[Extracted text]
## START

SR 1 PAGE ONE-HUNDRED AND TWENTY-ONE

Another specific autobiographical detail that made its way into Serenity Rose unaltered: Despite the giant “WEIRDO” target painted on my head, nobody ever picked on me in school.
I know! I can’t believe it either! For some reason, all the other kids pretty much left weirdo Aaron alone to do his weirdo Aaron business in peace. I was friendless, sure, but undisturbed.
I understand this is EXTREMELY UNORTHODOX. From what I’ve gathered, the typical American weirdo experience typically involves frequent wedgies, smashed glasses, periodic dousing in pigs’ blood, etc. But not me, somehow.
Of course, I saw other weirdos subjected to various brutalities during my death march through the US educational warzone. One time in middle school I went to the restroom during lunch to find about twenty boys crammed in there watching some spiky-haired creep (ALWAYS spiky-haired creeps) beat the snot out of a known weirdo.
Startlingly, I was bold enough to ask what was going on, and apparently this was something that happened regularly? Some perverse pee-wee fight club had been going on right under my nose for weeks! Every session would climax with the chosen nerd being inverted and dunked head-first into a toilet that was then flushed to give him that luxurious “swirly” hairstyle well-known to freaks of the era.
I didn’t wait to see the swirly, but I noticed the kid definitely looked MOIST after lunch that day. Other fellow dorks looked similarly moistened on subsequent days.
But never me, though. Baffling! By my own estimation, I was ten times the dork the rest of them were. None of the others even had glasses! What was going on??
To this day I’m not sure. Probably just luck? I definitely wasn’t flying under the radar… My school wasn’t big enough for radar avoidance. When your entire grade level has 60 students every one of them is the size of a B-52. The SHC’s (Spiky-Haired Creeps) could clearly see me.
Nope, I only have one theory as to how Aaron Alexovich, the dorkiest kid in school, never got a single swirly: The art thing. Unlike my fellow middle school misfits, I could draw, and my drawings made people laugh. Even the SHC’s laughed. Laughing all around! It was like having super powers. COURT JESTER super powers.
Now, obviously many a young cartoonist weirdo has taken many a beating in school over the years. In fact, “dorky artist kid getting bullied” is one of the sturdiest tropes in all of geek fiction. But somehow the formula seemed to work at my school. (Maybe because the school was so small.) I was too weird for friends, too amusing for swirlies.
Another autobiographical moment that’s probably more relatable: “Puberty was, well.”
SR 1 PAGE ONE-HUNDRED AND TWENTY-TWO

This is how my memory works. Is this how everyone’s memory works? Not sure! (I should probably read a book about that.)

## END

[Dataset extract]
## START

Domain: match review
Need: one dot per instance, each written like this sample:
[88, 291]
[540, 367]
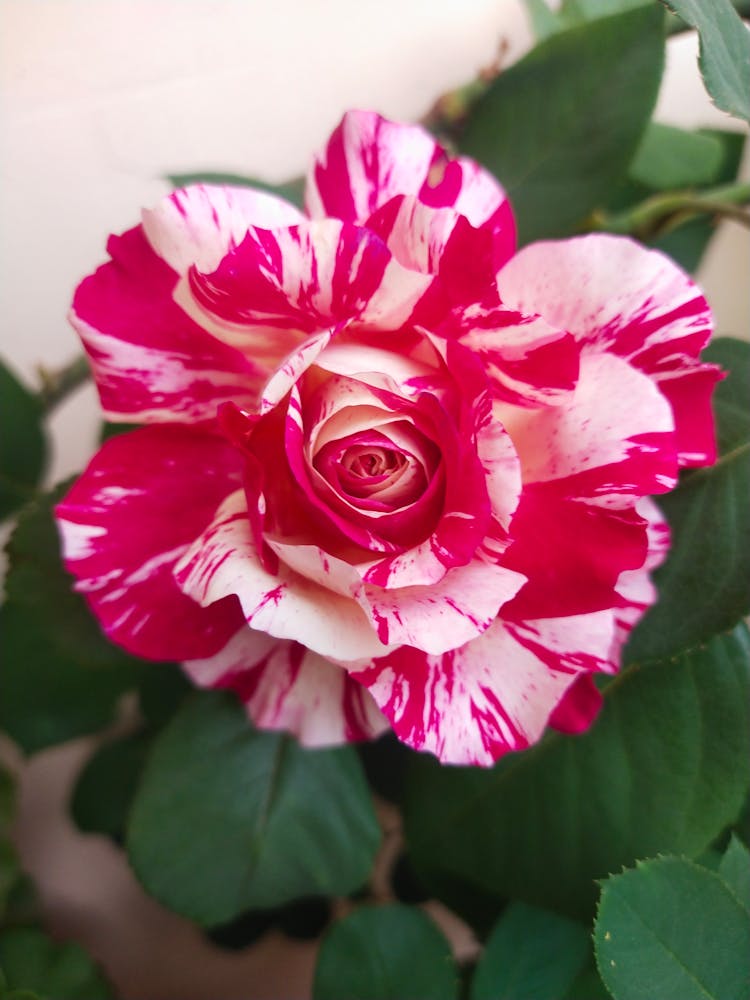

## END

[Your task] Please output the passage of the school-days commentary from "I know! I can’t" to "a known weirdo.", copied word for word.

[Response to this exercise]
I know! I can’t believe it either! For some reason, all the other kids pretty much left weirdo Aaron alone to do his weirdo Aaron business in peace. I was friendless, sure, but undisturbed.
I understand this is EXTREMELY UNORTHODOX. From what I’ve gathered, the typical American weirdo experience typically involves frequent wedgies, smashed glasses, periodic dousing in pigs’ blood, etc. But not me, somehow.
Of course, I saw other weirdos subjected to various brutalities during my death march through the US educational warzone. One time in middle school I went to the restroom during lunch to find about twenty boys crammed in there watching some spiky-haired creep (ALWAYS spiky-haired creeps) beat the snot out of a known weirdo.